- What is asked
Copy every line of the listing below word for word, changing nothing.

[start Records shown]

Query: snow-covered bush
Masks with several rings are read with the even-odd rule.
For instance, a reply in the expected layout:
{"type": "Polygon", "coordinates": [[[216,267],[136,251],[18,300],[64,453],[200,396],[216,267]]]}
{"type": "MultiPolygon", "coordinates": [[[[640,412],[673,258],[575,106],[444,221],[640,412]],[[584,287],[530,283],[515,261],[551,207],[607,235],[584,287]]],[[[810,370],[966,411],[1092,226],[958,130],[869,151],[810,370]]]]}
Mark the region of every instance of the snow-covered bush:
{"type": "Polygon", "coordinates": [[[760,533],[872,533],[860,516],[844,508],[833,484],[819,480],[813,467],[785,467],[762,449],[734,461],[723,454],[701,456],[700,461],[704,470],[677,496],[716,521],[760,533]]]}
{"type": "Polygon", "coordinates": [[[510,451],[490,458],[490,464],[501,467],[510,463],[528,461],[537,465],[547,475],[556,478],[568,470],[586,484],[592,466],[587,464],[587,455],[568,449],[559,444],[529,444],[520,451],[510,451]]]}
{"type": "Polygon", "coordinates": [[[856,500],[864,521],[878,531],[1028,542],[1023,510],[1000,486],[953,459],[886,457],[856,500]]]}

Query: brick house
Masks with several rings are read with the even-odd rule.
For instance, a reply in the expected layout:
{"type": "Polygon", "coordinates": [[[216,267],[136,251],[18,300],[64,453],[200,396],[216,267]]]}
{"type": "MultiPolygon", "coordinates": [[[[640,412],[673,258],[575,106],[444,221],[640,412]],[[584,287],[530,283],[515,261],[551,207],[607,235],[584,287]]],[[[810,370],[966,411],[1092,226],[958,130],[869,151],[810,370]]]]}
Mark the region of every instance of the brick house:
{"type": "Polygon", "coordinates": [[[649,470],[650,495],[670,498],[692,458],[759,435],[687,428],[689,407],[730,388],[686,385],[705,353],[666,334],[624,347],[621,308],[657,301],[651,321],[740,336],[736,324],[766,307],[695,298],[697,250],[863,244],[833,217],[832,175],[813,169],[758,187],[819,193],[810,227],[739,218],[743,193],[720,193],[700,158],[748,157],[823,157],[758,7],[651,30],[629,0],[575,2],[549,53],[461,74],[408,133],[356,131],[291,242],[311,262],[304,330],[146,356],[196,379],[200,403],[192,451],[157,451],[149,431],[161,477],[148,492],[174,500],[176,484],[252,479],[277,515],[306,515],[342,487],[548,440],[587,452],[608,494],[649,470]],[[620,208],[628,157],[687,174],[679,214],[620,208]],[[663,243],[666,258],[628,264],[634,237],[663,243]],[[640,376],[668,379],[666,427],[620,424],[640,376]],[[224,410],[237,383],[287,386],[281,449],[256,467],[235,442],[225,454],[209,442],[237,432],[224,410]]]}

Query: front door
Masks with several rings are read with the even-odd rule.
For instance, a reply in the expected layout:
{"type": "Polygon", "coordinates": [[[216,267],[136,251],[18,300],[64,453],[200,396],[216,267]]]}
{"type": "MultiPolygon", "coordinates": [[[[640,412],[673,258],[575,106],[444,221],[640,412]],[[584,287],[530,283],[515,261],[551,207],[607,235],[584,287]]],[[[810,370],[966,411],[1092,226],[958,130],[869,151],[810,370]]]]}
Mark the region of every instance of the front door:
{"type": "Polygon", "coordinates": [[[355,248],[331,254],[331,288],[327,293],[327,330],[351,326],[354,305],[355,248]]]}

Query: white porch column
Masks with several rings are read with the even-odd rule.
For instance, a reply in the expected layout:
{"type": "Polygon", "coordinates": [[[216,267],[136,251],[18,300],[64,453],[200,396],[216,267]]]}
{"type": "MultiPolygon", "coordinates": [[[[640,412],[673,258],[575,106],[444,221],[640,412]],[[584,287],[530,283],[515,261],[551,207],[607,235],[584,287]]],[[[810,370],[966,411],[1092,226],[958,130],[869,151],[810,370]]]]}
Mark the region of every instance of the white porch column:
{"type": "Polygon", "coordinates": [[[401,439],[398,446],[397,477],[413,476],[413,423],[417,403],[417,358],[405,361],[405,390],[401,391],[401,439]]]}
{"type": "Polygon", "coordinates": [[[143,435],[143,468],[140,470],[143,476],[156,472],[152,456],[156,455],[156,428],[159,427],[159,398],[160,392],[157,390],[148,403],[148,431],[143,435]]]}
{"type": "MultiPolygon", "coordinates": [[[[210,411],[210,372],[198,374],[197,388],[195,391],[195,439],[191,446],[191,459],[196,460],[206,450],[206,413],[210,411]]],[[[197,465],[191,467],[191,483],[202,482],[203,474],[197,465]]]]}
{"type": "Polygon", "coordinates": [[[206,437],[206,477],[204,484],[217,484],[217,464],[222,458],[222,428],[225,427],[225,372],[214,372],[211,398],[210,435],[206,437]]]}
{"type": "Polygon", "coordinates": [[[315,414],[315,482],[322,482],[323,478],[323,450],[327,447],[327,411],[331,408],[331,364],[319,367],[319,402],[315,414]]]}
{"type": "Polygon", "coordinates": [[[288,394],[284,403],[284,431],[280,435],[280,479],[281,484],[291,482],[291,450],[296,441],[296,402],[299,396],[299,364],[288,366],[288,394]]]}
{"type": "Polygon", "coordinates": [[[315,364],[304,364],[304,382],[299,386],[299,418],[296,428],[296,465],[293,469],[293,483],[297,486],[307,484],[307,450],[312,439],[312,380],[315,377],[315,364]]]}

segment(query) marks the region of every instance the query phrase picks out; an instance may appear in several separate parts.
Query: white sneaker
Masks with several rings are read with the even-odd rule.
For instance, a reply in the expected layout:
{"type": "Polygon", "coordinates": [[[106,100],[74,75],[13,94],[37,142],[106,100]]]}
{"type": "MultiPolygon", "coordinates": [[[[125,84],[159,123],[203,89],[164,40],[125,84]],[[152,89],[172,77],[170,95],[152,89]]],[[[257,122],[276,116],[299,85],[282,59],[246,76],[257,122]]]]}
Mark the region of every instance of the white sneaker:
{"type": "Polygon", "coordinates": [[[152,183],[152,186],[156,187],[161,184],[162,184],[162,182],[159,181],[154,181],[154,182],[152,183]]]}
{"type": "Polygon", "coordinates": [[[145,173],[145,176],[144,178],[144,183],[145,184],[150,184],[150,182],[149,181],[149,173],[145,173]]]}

[end Records shown]

- Solution for this task
Query: snow-covered bush
Masks with several rings are read with the even-odd rule.
For instance, a reply in the expected layout:
{"type": "Polygon", "coordinates": [[[216,267],[136,251],[18,300],[64,453],[200,396],[216,267]]]}
{"type": "MultiPolygon", "coordinates": [[[[640,412],[673,258],[575,106],[444,221],[640,412]],[[584,287],[530,283],[515,261],[551,207],[607,235],[584,287]]],[[[810,370],[966,411],[1092,226],[958,130],[869,151],[810,370]]]]}
Mark the region of every instance of the snow-covered bush:
{"type": "Polygon", "coordinates": [[[760,533],[872,533],[860,516],[844,508],[833,484],[819,480],[813,467],[785,467],[762,449],[734,461],[723,454],[701,456],[700,461],[704,470],[677,496],[716,521],[760,533]]]}
{"type": "Polygon", "coordinates": [[[510,451],[490,458],[490,464],[501,467],[510,463],[528,461],[537,465],[547,475],[556,478],[568,470],[586,484],[592,466],[587,464],[587,455],[568,449],[559,444],[529,444],[520,451],[510,451]]]}
{"type": "Polygon", "coordinates": [[[856,500],[864,521],[878,531],[1028,542],[1023,510],[1000,486],[953,459],[886,457],[856,500]]]}

Query: brick house
Masks with several rings are read with the even-odd rule.
For instance, a reply in the expected layout:
{"type": "Polygon", "coordinates": [[[216,267],[136,251],[18,300],[64,453],[200,396],[216,267]]]}
{"type": "MultiPolygon", "coordinates": [[[[640,412],[673,258],[575,106],[444,221],[640,412]],[[584,287],[530,283],[515,261],[551,207],[607,235],[584,287]]],[[[810,370],[966,411],[1092,226],[958,130],[869,151],[810,370]]]]}
Mark the region of every instance of the brick house:
{"type": "Polygon", "coordinates": [[[649,470],[650,495],[670,498],[692,458],[759,435],[687,428],[689,407],[730,388],[686,385],[705,353],[666,334],[624,347],[621,308],[657,301],[651,321],[740,336],[736,324],[766,307],[695,298],[697,250],[863,244],[833,217],[832,175],[813,169],[758,187],[819,193],[810,227],[739,218],[743,193],[720,193],[700,158],[748,157],[823,157],[758,7],[651,30],[629,0],[575,2],[549,53],[461,74],[408,133],[356,131],[291,242],[311,262],[304,330],[146,356],[196,379],[200,403],[192,451],[157,451],[149,431],[161,477],[148,492],[174,500],[176,484],[252,479],[277,515],[306,515],[342,487],[548,440],[587,452],[608,494],[649,470]],[[620,208],[628,157],[687,174],[679,214],[620,208]],[[663,243],[666,258],[628,264],[634,237],[663,243]],[[640,376],[668,379],[666,427],[620,424],[640,376]],[[224,410],[237,383],[287,386],[281,449],[256,467],[235,442],[225,454],[209,442],[237,432],[224,410]]]}

Query: front door
Masks with several rings are read with the even-odd rule.
For instance, a reply in the expected layout:
{"type": "Polygon", "coordinates": [[[216,267],[136,251],[18,300],[64,453],[200,396],[216,267]]]}
{"type": "MultiPolygon", "coordinates": [[[[640,412],[673,258],[575,106],[444,221],[640,412]],[[584,287],[530,283],[515,261],[551,207],[607,235],[584,287]]],[[[810,370],[966,411],[1092,226],[958,130],[869,151],[810,370]]]]}
Mark the region of every instance of the front door:
{"type": "Polygon", "coordinates": [[[355,248],[331,254],[331,288],[327,293],[327,330],[351,326],[354,305],[355,248]]]}

Query: white porch column
Masks with several rings are read with the even-odd rule.
For instance, a reply in the expected layout:
{"type": "Polygon", "coordinates": [[[216,267],[136,251],[18,300],[64,453],[200,396],[216,267]]]}
{"type": "MultiPolygon", "coordinates": [[[[640,412],[673,258],[575,106],[444,221],[640,412]],[[584,287],[530,283],[515,261],[551,207],[607,235],[584,287]]],[[[810,370],[966,411],[1092,226],[958,130],[869,151],[810,370]]]]}
Mark the region of every instance of the white porch column:
{"type": "Polygon", "coordinates": [[[401,439],[398,446],[397,477],[413,476],[413,423],[417,403],[417,358],[405,361],[405,390],[401,391],[401,439]]]}
{"type": "Polygon", "coordinates": [[[143,435],[143,468],[140,470],[143,476],[156,472],[152,456],[156,455],[156,428],[159,427],[159,398],[160,392],[157,390],[148,403],[148,431],[143,435]]]}
{"type": "MultiPolygon", "coordinates": [[[[210,411],[210,372],[198,374],[197,388],[195,391],[195,439],[191,446],[191,459],[196,460],[206,450],[206,413],[210,411]]],[[[197,465],[191,467],[191,483],[202,482],[203,474],[197,465]]]]}
{"type": "Polygon", "coordinates": [[[206,437],[206,477],[204,484],[217,484],[217,464],[222,458],[222,428],[225,427],[225,372],[214,372],[211,398],[210,435],[206,437]]]}
{"type": "Polygon", "coordinates": [[[315,414],[315,482],[322,482],[323,478],[323,450],[327,447],[327,411],[331,408],[331,364],[319,367],[319,402],[315,414]]]}
{"type": "Polygon", "coordinates": [[[288,394],[284,403],[284,431],[280,435],[280,479],[281,484],[291,482],[291,450],[296,441],[296,402],[299,396],[299,364],[288,366],[288,394]]]}
{"type": "Polygon", "coordinates": [[[315,364],[304,364],[304,382],[299,386],[299,418],[296,428],[296,465],[293,469],[293,483],[297,486],[307,484],[307,450],[312,439],[312,380],[315,377],[315,364]]]}

segment(query) marks the region of every instance the query phrase picks out; an instance may appear in several separate parts.
Query: white sneaker
Masks with several rings are read with the even-odd rule.
For instance, a reply in the expected layout:
{"type": "Polygon", "coordinates": [[[106,100],[74,75],[13,94],[37,142],[106,100]]]}
{"type": "MultiPolygon", "coordinates": [[[[125,84],[159,123],[203,89],[164,40],[125,84]],[[152,89],[172,77],[170,95],[152,89]]],[[[257,122],[276,116],[299,85],[282,59],[246,76],[257,122]]]]}
Mark the region of every instance of the white sneaker:
{"type": "Polygon", "coordinates": [[[152,183],[152,186],[156,187],[161,184],[162,184],[162,182],[159,181],[154,181],[154,182],[152,183]]]}
{"type": "Polygon", "coordinates": [[[145,173],[145,176],[144,178],[144,183],[145,184],[150,184],[150,182],[149,181],[149,173],[145,173]]]}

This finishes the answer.